**WHAT THE TASK REQUIRES:** Print the entries below word for word; the pictures stay out of your copy.

(Stored data)
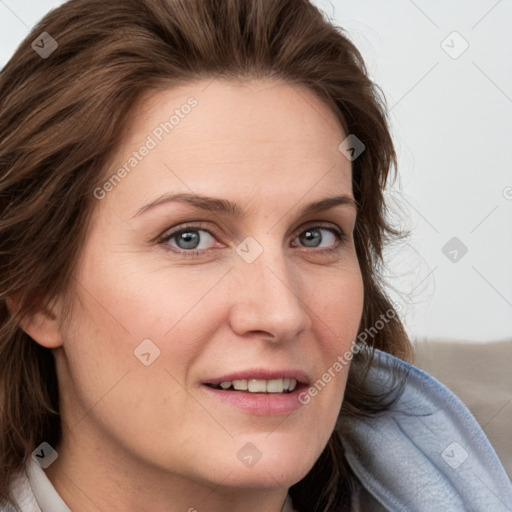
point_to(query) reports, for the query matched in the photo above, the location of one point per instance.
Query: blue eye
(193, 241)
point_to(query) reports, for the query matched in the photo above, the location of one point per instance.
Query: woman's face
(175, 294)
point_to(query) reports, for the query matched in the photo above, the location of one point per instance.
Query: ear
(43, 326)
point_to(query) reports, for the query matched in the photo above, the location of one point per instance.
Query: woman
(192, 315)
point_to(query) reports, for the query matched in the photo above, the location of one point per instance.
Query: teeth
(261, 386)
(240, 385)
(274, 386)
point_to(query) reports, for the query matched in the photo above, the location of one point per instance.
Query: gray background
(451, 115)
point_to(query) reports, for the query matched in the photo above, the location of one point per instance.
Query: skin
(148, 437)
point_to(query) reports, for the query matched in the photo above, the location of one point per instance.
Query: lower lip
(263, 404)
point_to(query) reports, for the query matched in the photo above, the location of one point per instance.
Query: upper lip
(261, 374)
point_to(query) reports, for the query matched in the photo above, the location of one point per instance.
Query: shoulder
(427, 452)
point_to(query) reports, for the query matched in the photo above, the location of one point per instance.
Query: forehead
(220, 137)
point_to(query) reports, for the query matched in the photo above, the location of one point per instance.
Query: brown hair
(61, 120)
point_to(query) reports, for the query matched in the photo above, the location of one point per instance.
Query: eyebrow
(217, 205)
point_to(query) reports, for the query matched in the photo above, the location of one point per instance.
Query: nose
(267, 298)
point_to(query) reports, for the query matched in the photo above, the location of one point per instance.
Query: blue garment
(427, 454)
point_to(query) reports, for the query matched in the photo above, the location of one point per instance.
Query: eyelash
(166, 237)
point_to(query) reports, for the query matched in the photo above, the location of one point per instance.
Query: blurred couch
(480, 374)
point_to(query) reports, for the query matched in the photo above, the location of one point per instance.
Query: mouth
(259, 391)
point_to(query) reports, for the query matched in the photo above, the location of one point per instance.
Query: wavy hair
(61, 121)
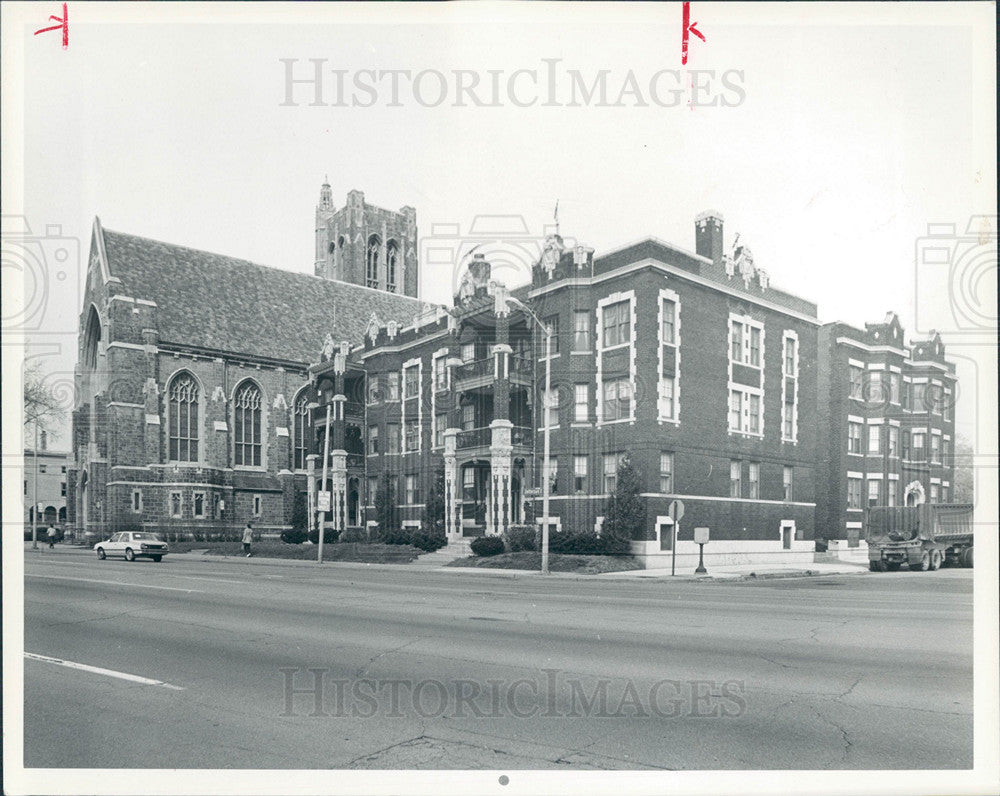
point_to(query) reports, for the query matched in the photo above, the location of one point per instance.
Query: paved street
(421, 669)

**RESPONSE:**
point_to(query) reports, for the query matched in the photo above, the location of one point per instance.
Query: blue eye
(193, 241)
point_to(query) reports, for the query matched in the photo above, the location of one point per instance.
Query: woman's face
(175, 294)
point_to(query) reports, for the query matched in the photo above, the location of one point per instance.
Query: ear
(43, 326)
point_to(query) reports, for the query matched in the photo above, the location of one point per instance.
Query: woman
(192, 315)
point_to(query) reports, for the query matched in the photo above, the location of one point per instance.
Query: teeth
(261, 386)
(240, 385)
(274, 386)
point_to(query) reports, for the query matched in the photo above, the location of one point per instance.
Query: gray background
(451, 115)
point_to(query) reports, for the query matched in the photo above, the location of one point per instance.
Query: skin
(148, 437)
point_to(query) reports, for the query matched in the photo above, the location of one point per instance.
Query: lower lip
(263, 404)
point_to(query) reports, for the query matched in the photo above, the location of one point per instance.
Query: upper lip
(261, 374)
point_to(query) reports, for the query matched in the photo above, the location of one point per instance.
Query: shoulder
(427, 452)
point_to(query) reports, for the query matched in the photo above, the location of one point per instance.
Query: forehead
(220, 137)
point_to(query) reports, for the query matched in the photo above, the location of one point per instance.
Query: brown hair
(61, 120)
point_to(query) reports, for the query matched in the photo above, the location of one point per instance.
Query: eyebrow
(217, 205)
point_to(query) reports, for the query matched in the photo above, the location of one point per instance.
Query: nose
(267, 298)
point_to(query) reports, for the query matched in the photo above, the location of one point per instance.
Query: blue garment
(427, 454)
point_to(query) reports, for the query matched in the photo above, the location of one point per instance.
Query: eyelash
(166, 237)
point_to(query) reports, for the query matched in the photo above, the location of one point per instance.
Query: blurred couch
(480, 374)
point_to(query) reports, for the query matched in the photo above, the location of one point per instance.
Query: mouth
(259, 391)
point_to(query) reports, for the query matched in the photo above, the location of one point per instance.
Query: wavy hair
(61, 121)
point_to(query) reports, for the query matched in the photo above, the location of one point per instance.
Query: paved street
(421, 669)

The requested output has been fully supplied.